- **TASK REQUIREMENTS**:
Give again the entries below exactly, beginning at the first line and ending at the line with "Target: person's leg".
>>>
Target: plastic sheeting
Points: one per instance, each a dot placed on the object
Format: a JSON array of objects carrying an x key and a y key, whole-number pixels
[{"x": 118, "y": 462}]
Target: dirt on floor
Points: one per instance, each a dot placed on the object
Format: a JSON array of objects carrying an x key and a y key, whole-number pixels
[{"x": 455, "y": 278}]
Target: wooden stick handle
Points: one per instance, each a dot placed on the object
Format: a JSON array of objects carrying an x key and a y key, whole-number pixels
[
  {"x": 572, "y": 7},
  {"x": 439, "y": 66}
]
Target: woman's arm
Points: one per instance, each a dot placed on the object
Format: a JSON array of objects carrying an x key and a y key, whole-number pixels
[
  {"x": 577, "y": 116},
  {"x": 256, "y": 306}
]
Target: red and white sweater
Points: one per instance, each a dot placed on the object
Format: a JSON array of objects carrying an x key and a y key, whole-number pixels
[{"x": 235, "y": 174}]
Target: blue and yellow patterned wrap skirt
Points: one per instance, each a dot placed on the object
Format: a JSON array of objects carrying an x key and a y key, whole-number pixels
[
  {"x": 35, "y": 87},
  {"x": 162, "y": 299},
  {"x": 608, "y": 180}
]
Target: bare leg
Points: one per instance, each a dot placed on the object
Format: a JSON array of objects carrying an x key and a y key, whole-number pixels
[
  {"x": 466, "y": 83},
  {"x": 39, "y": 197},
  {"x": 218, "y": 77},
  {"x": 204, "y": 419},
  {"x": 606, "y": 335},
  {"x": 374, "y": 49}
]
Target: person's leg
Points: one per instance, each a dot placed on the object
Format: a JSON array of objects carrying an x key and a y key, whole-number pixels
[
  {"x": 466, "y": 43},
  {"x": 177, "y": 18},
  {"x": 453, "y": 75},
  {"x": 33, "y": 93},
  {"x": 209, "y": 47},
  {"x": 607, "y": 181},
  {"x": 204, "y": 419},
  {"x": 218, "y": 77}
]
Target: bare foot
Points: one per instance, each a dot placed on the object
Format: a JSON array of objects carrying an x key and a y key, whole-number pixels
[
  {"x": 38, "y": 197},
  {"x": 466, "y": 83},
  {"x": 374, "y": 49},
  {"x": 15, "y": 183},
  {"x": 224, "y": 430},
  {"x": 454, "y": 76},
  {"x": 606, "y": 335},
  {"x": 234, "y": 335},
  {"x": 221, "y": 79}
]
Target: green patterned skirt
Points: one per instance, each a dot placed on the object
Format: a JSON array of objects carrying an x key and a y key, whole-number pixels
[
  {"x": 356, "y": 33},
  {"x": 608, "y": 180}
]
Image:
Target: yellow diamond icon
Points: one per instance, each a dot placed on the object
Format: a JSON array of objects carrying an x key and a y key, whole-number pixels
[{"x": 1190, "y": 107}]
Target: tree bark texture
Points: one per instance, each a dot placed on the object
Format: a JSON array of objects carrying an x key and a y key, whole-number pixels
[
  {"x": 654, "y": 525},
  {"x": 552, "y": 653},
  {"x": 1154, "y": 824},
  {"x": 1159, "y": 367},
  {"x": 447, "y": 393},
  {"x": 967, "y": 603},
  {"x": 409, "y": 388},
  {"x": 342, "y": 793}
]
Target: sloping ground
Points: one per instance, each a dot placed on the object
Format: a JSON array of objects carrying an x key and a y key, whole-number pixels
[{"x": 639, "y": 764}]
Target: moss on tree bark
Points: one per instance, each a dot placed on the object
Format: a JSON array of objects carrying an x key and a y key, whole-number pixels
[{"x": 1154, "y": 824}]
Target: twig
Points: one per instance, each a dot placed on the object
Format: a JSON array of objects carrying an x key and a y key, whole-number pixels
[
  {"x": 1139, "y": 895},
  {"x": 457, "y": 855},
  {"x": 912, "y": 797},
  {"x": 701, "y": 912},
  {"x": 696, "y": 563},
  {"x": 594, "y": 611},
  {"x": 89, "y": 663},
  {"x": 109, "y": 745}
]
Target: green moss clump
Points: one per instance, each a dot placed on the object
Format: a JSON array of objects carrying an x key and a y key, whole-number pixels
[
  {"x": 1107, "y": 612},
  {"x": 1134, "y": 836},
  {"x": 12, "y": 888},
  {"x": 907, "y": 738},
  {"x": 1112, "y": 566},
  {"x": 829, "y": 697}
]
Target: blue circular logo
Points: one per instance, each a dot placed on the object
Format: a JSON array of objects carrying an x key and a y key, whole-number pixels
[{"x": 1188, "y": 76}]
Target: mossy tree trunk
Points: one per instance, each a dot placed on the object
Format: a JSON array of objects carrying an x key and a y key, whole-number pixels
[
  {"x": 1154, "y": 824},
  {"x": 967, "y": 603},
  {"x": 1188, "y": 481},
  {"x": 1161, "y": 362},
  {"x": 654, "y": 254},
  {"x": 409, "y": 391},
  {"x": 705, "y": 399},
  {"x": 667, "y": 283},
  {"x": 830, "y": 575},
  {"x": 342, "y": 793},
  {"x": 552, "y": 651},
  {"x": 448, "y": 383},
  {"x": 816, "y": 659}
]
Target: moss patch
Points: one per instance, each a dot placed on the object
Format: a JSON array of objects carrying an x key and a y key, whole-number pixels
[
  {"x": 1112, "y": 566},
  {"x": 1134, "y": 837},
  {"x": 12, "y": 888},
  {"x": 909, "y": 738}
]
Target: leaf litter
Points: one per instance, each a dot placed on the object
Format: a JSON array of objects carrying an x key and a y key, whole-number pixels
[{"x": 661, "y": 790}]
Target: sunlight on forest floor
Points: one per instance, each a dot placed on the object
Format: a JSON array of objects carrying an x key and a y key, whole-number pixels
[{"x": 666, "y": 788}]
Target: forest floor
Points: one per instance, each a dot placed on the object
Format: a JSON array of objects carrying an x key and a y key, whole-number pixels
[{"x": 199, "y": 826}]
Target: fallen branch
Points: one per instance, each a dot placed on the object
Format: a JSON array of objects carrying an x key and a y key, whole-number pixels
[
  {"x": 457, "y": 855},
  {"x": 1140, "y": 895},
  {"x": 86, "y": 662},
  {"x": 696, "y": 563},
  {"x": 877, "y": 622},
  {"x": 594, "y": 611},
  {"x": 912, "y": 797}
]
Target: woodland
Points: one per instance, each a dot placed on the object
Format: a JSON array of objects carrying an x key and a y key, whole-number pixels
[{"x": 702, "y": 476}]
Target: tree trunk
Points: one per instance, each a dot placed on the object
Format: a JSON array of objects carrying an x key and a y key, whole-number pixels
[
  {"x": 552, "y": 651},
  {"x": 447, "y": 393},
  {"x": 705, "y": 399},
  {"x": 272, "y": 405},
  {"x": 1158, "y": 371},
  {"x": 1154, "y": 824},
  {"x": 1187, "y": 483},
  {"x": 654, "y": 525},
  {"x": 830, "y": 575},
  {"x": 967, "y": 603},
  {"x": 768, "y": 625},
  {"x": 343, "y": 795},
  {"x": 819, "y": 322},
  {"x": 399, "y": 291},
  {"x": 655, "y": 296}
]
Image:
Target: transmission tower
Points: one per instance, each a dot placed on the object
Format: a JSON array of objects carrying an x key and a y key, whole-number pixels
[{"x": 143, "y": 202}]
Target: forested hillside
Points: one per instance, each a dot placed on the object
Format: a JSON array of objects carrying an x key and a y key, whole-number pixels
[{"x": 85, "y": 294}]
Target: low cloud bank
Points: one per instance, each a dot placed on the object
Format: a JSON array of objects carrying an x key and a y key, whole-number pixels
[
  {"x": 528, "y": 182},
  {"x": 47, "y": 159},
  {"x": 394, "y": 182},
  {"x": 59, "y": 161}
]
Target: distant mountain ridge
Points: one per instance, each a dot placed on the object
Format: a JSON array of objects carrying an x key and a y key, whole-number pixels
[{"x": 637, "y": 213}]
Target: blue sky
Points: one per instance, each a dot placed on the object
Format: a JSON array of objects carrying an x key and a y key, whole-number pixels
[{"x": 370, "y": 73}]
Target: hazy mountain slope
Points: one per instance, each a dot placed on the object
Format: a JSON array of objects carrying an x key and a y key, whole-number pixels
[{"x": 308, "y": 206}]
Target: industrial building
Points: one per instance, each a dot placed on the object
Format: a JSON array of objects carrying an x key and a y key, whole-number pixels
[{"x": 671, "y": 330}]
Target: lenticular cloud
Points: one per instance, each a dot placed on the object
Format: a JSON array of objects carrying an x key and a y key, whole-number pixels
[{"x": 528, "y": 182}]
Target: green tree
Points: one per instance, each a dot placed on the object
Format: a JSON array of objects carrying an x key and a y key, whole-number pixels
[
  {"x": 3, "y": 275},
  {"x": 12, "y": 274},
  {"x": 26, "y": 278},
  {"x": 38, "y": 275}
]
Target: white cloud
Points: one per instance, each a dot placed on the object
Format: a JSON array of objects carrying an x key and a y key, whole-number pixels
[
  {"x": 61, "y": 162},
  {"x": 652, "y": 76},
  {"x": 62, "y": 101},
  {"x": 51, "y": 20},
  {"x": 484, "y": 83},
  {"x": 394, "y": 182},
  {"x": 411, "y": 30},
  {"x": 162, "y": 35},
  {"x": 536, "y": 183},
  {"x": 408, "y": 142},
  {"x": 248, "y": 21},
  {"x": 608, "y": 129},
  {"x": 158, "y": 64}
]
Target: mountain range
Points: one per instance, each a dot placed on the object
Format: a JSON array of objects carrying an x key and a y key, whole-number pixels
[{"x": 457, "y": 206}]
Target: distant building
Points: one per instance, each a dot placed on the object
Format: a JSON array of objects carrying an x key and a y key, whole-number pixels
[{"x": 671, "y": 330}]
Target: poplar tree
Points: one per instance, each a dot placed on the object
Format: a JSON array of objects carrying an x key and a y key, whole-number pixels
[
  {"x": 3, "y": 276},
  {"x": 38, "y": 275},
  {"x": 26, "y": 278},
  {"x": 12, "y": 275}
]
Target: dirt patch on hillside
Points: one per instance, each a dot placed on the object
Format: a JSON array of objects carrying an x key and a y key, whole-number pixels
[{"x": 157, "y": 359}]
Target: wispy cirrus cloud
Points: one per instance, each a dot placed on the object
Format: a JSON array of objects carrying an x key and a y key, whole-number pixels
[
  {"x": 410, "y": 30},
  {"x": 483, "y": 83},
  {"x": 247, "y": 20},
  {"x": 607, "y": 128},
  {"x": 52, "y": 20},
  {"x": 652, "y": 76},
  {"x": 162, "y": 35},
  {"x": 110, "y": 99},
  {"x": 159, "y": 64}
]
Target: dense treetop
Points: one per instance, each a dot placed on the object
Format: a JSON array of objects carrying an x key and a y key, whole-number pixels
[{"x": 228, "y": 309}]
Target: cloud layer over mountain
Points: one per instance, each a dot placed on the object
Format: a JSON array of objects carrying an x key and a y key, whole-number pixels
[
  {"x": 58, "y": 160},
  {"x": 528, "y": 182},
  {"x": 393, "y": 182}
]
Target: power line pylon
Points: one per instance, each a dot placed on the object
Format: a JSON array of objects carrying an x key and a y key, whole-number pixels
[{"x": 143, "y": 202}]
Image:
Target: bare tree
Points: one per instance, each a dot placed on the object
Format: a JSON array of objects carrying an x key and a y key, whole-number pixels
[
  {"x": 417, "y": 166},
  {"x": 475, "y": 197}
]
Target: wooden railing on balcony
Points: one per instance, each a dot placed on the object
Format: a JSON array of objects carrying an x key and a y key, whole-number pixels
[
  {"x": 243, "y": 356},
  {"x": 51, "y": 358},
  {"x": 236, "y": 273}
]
<<<
- **WORKED SOLUTION**:
Target: plastic sheeting
Points: one per instance, each a dot placed on the object
Format: a JSON array of objects carrying an x key and a y key, whole-number pixels
[{"x": 118, "y": 462}]
Target: dirt on floor
Points: one per instance, each a dot placed on the object
Format: a JSON array of objects carrying an x key and a y key, whole-number pixels
[{"x": 455, "y": 278}]
Target: wooden stick handle
Points: one per instance, each a dot placed on the object
Format: a JSON array of objects carrying an x key and a y key, whole-number pixels
[
  {"x": 572, "y": 7},
  {"x": 439, "y": 66}
]
Target: woman's arm
Points: one per instance, each a dot placed on the object
Format: a JSON array of objects carrying an x key and a y key, whole-number pixels
[
  {"x": 577, "y": 116},
  {"x": 256, "y": 306}
]
Target: red and white sweater
Points: one per instance, each a dot placed on the object
Format: a JSON array of objects carrying an x key and a y key, whole-number pixels
[{"x": 235, "y": 174}]
Target: blue and yellow patterned wrap skirt
Points: one per instance, each a dot placed on the object
Format: a JSON array of objects carrying an x key and a y key, whole-number pixels
[
  {"x": 35, "y": 87},
  {"x": 162, "y": 299},
  {"x": 608, "y": 180}
]
Target: bare leg
Points: one per instance, each a dot placed on the object
Format: a JSON array of objects carrying an x key and a y key, whole-number pixels
[
  {"x": 466, "y": 83},
  {"x": 39, "y": 197},
  {"x": 218, "y": 77},
  {"x": 204, "y": 419},
  {"x": 606, "y": 335},
  {"x": 374, "y": 49}
]
Target: person's leg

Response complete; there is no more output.